▸ **CHALLENGE**
Recast every line of the records below as a Markdown table with the columns "Row" and "Line", one numbered row per line and no rows for blank lines. Keep the pictures out of the table.

-- Start DATA LINES --

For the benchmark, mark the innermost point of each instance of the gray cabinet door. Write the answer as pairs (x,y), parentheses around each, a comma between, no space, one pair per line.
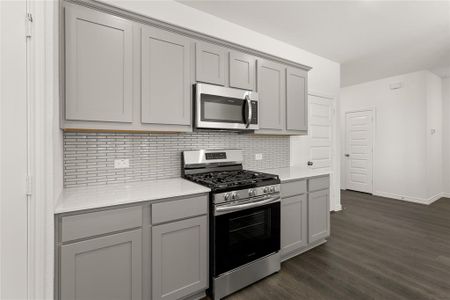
(318,215)
(296,99)
(104,268)
(179,258)
(294,224)
(210,62)
(165,84)
(98,66)
(271,89)
(242,71)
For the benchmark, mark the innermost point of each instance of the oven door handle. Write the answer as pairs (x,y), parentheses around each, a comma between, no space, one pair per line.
(221,210)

-- End DATA LINES --

▸ **ANSWER IN FULL**
| Row | Line |
|---|---|
| 1 | For the benchmark, mark the innermost point of each instance of the gray cabinet door. Write the answer as pairs (x,y), parentheses around each, a comma between, no space, one pair per line. |
| 2 | (318,215) |
| 3 | (296,99) |
| 4 | (104,268) |
| 5 | (179,258) |
| 6 | (294,224) |
| 7 | (210,62) |
| 8 | (165,84) |
| 9 | (98,66) |
| 10 | (271,89) |
| 11 | (242,71) |
| 12 | For the benchmark, mark the innermost point of each instance of the oven door handle. Write the answer as pairs (x,y), parentheses around each, a comma between, no space, one pair per line. |
| 13 | (221,210) |